◆ What you need to do ◆
- A) Answer these questions using the article on friendship and inclusive practice:
(i) Which organization is quoted defining inclusion, and in what year?
(ii) According to the article, what do disabled children often lack opportunities to do?
(iii) What example of an organizational barrier does the article give?
- B) Carry on the article on friendship and inclusive practice from the point where it stops.

A Unique Child: A-Z of inclusive practice - F is for Friendship

Mary Dickens
Wednesday, January 28, 2009

By Mary Dickins, early years consultant (All Together Consultancy and London Metropolitan University)

"Inclusion is a process of identifying, understanding and breaking down barriers to participation and belonging"

Early Childhood Forum (2003)

 

As human beings, we all need friendships and positive relationships to sustain us. When you talk to any child it becomes obvious that friendship is of vital importance in their life. Disabled children often lack opportunities to establish friendships with peers and may need support and help to enable them to establish and maintain relationships.

Some barriers are organisational. For example, disabled children may have individual routines that result in lack of time for play and social opportunities. Concerns about risk may limit their activities. Social barriers may also exist because disabled children spend more time with adults than their peers and sometimes do not get the encouragement and support they need to undertake forms of play that they want to engage in.

◆ Dataset content ◆
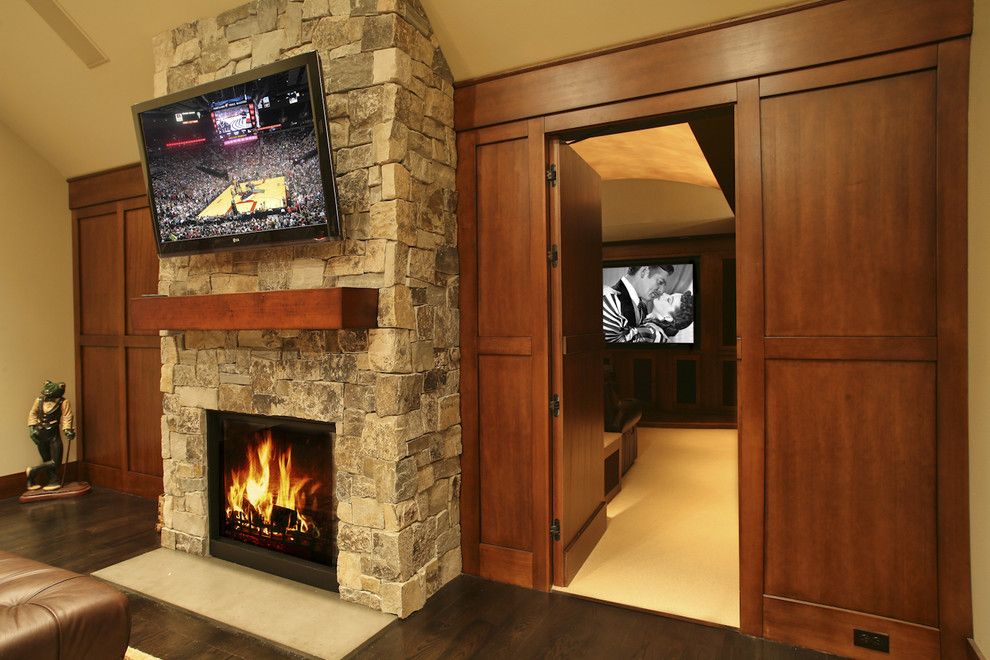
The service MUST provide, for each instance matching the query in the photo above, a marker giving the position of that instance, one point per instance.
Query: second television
(241, 162)
(650, 303)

◆ The answers ◆
- A)
(i) The Early Childhood Forum, in 2003.
(ii) To establish friendships with peers.
(iii) Disabled children may have individual routines that leave them without time for play and social opportunities.

- B)
Recent research by the Joseph Rowntree Foundation on the inclusion of disabled children in primary school playgrounds saw disabled children involved in many types of play. Their inclusion was often facilitated by themselves, by other children or by staff. For the disabled children, play friendship groups ranged from one person to a special friend or a larger sized group, although some played by themselves.

Another study that used direct observations of play in an inclusive nursery (Hanline, 1993) found that disabled children interacted with their non-disabled peers throughout the majority of the observation periods, although disabled children initiated fewer of the interactions. The children did not reject each other and the non-disabled children were tolerant of any difficulties in communication.

Recent research by the learning disability charity Mencap, however, found that eight out of ten children and young people with a learning disability are bullied at some point and are scared that they will be bullied. Encouraging disabled and non-disabled children to play with each other and form friendships when they are young could do much to alleviate this situation. The EYFS framework recognises friendship as a crucial part of every child's personal, social and emotional development.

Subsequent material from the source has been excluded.